◆ 演習の指示 ◆
- A) 大正製薬の買収に関する記事から、「シナジー効果を本当に発揮でき」で始まり「できるのかどうか、未知数だ。」に至るまでの部分を、一字一句違えずに書き出してください。
- B) 大正製薬の買収に関する記事に基づき、次の問いに答えてください。
(i) UPSAの売上高の半分を占める国はどこですか。
(ii) 大正HDが伸ばす方針としている3本柱は何ですか。
(iii) 東南アジアにおいて事業運営をコントロールできたのはどこですか。

◆ 出典抜粋 ◆
----------------

大正製薬、「大衆薬」1800億円巨額買収の勝算 巻き起こる大衆薬の世界再編に生き残れるか
それでも今回の買収に死角はある。
まずは欧州と東南アジアとの違いだ。東南アジアは東京本社が事業運営をコントロールできたが、遠く離れた欧州でそれは不可能だと会社側も認める。欧州企業を日本人や日本企業がうまく差配するのは難問だ。買収後の事業運営やガバナンスをうまく機能させることができるか。欧米での本格的な事業展開の経験がほぼないに等しい大正HDにとってはなおさらだ。
シナジー効果を本当に発揮できるのかも問題になる。UPSAは売上高の半分がフランスで、残りは東欧を含む欧州とアフリカ。アジアはわずかしかない。現在アジア中心に展開している大正HDと地域的な重複がないのはプラスだ。
シナジーは未知数
売上高を拡大するシナジーも口で言うほど簡単ではない。大正HDがBMSに代わり、売上高拡大に資するBMS以上のノウハウや資金、人材など提供できるのかどうか、未知数だ。
それ以上大きな疑問として残るのが、大正HDのビジネスモデルだ。国内OTCと国内医療用医薬品、海外の3本柱を伸ばすのが大正HDの方針。国内の医療用医薬品から撤退するなど論外というわけだ。
だがこれは世界の医薬品業界で起きている潮流とは真逆の動きだ。今年に入って、世界的なOTCの大再編が起きている。

----------------

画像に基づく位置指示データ
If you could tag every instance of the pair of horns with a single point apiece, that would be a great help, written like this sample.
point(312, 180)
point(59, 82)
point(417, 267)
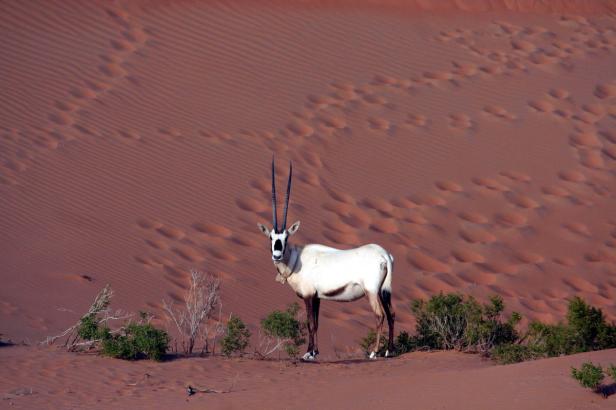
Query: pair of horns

----------------

◆ 演習の解答 ◆
- A)
シナジー効果を本当に発揮できるのかも問題になる。UPSAは売上高の半分がフランスで、残りは東欧を含む欧州とアフリカ。アジアはわずかしかない。現在アジア中心に展開している大正HDと地域的な重複がないのはプラスだ。
シナジーは未知数
売上高を拡大するシナジーも口で言うほど簡単ではない。大正HDがBMSに代わり、売上高拡大に資するBMS以上のノウハウや資金、人材など提供できるのかどうか、未知数だ。

- B)
(i) フランス
(ii) 国内OTC、国内医療用医薬品、海外
(iii) 東京本社